▶ **DOCUMENT TEXT**
::::::::::
Miss Carson had few materialistic leanings. When she found “The Sea Around Us” was a great financial success, her first extravagance was the purchase of a very fine binocular- microscope, which she had always wanted. Her second luxury was the summer cottage on the Maine coast.

Her agent said that Miss Carson’s work was her hobby but that she was very fond of her flower garden at Silver Spring, Md., where she also loved to watch the birds that came to visit.

Miss Carson had two favorite birds, a member of the thrush family called the veery, and the tern, a small, black-capped gull-like bird with swallow like forked tails.

She once told an interviewer that she was enchanted by the “hunting, mystical call” of the veery, which is found in moist woods and bottomlands from Newfoundland to southern Manitoba, and in mountains to northern Georgia.

In manner, Miss Carson was a small, solemn-looking woman with the steady forthright gaze of a type that is sometimes common to thoughtful children who prefer to listen rather than to talk She was politely friendly but reserved and was not given to quick smiles or to encouraging conversation even with her fans.

The most recent flare-up in the continuing pesticide controversy occurred early this month when the Public Health Service announced that the periodic huge-scale deaths of fish on the lower Mississippi River had been traced over the last four years to toxic ingredients in three kinds of pesticides. Some persons believed that the pesticides drained into the river form neighboring farm lands.
::::::::::
▶ **SOURCE MATERIAL**
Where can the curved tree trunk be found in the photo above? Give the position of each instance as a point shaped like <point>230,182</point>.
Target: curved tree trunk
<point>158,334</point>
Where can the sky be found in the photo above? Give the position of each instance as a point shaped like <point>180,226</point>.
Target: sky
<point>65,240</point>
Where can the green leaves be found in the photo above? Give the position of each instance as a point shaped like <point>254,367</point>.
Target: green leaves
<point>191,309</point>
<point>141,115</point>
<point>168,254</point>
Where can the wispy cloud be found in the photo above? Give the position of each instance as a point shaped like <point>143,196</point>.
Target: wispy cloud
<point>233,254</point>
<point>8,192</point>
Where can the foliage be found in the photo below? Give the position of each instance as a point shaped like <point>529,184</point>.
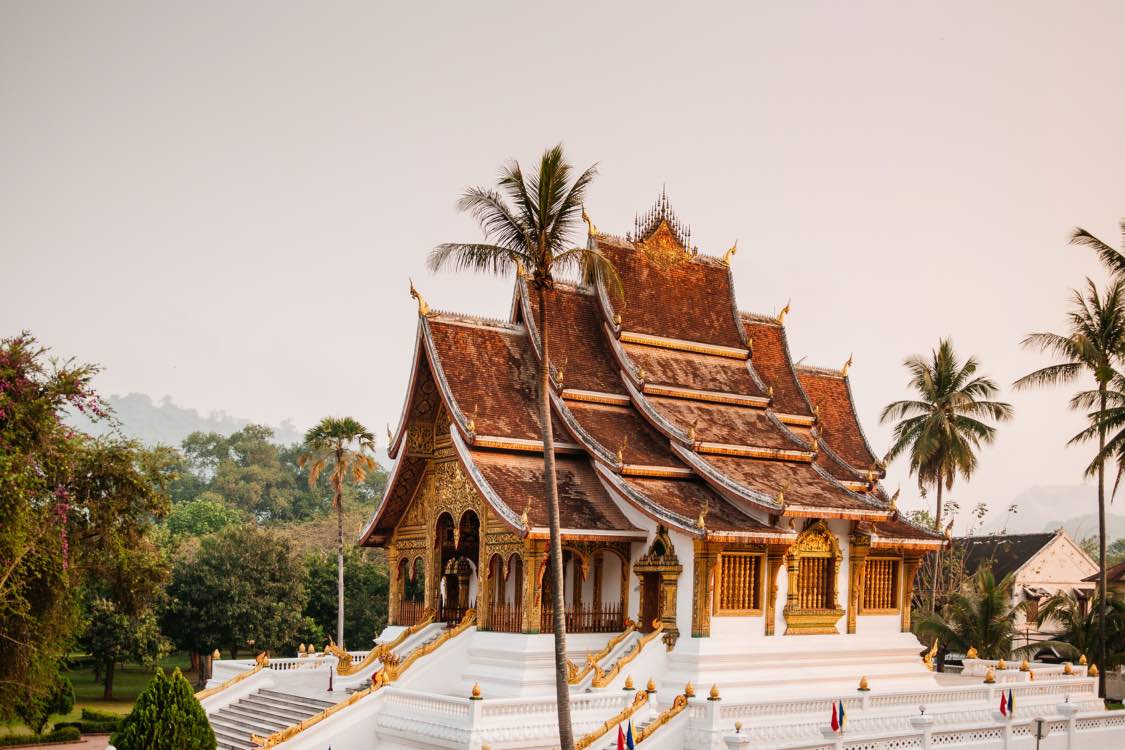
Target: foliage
<point>365,590</point>
<point>37,708</point>
<point>241,589</point>
<point>64,734</point>
<point>980,616</point>
<point>1079,627</point>
<point>167,716</point>
<point>528,222</point>
<point>113,636</point>
<point>205,514</point>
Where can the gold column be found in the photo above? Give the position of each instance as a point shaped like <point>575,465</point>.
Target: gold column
<point>773,565</point>
<point>857,568</point>
<point>534,554</point>
<point>707,557</point>
<point>910,565</point>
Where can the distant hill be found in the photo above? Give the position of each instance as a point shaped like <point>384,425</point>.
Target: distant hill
<point>169,424</point>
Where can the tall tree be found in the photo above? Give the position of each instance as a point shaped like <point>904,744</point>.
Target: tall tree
<point>945,425</point>
<point>528,223</point>
<point>343,445</point>
<point>1091,346</point>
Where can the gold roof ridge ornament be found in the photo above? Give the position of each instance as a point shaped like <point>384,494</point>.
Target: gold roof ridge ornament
<point>730,253</point>
<point>784,312</point>
<point>423,308</point>
<point>590,225</point>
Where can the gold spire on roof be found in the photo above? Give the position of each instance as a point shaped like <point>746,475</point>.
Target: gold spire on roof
<point>423,308</point>
<point>730,253</point>
<point>784,312</point>
<point>590,225</point>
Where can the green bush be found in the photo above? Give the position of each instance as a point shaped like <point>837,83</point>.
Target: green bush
<point>91,728</point>
<point>167,716</point>
<point>65,734</point>
<point>95,715</point>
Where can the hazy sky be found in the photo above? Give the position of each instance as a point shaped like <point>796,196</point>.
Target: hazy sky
<point>223,201</point>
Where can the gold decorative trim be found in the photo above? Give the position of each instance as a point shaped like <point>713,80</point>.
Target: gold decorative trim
<point>263,662</point>
<point>385,676</point>
<point>344,666</point>
<point>594,397</point>
<point>752,451</point>
<point>575,676</point>
<point>623,715</point>
<point>710,396</point>
<point>602,678</point>
<point>680,344</point>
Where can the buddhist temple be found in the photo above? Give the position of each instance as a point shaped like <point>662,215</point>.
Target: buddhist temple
<point>735,574</point>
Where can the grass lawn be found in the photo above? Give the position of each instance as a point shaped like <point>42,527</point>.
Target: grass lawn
::::::::::
▶ **TASK GOAL**
Set down the part of the text about Miss Carson starting with "The most recent" and going on through "neighboring farm lands.", word for word.

▶ **RESPONSE AREA**
The most recent flare-up in the continuing pesticide controversy occurred early this month when the Public Health Service announced that the periodic huge-scale deaths of fish on the lower Mississippi River had been traced over the last four years to toxic ingredients in three kinds of pesticides. Some persons believed that the pesticides drained into the river form neighboring farm lands.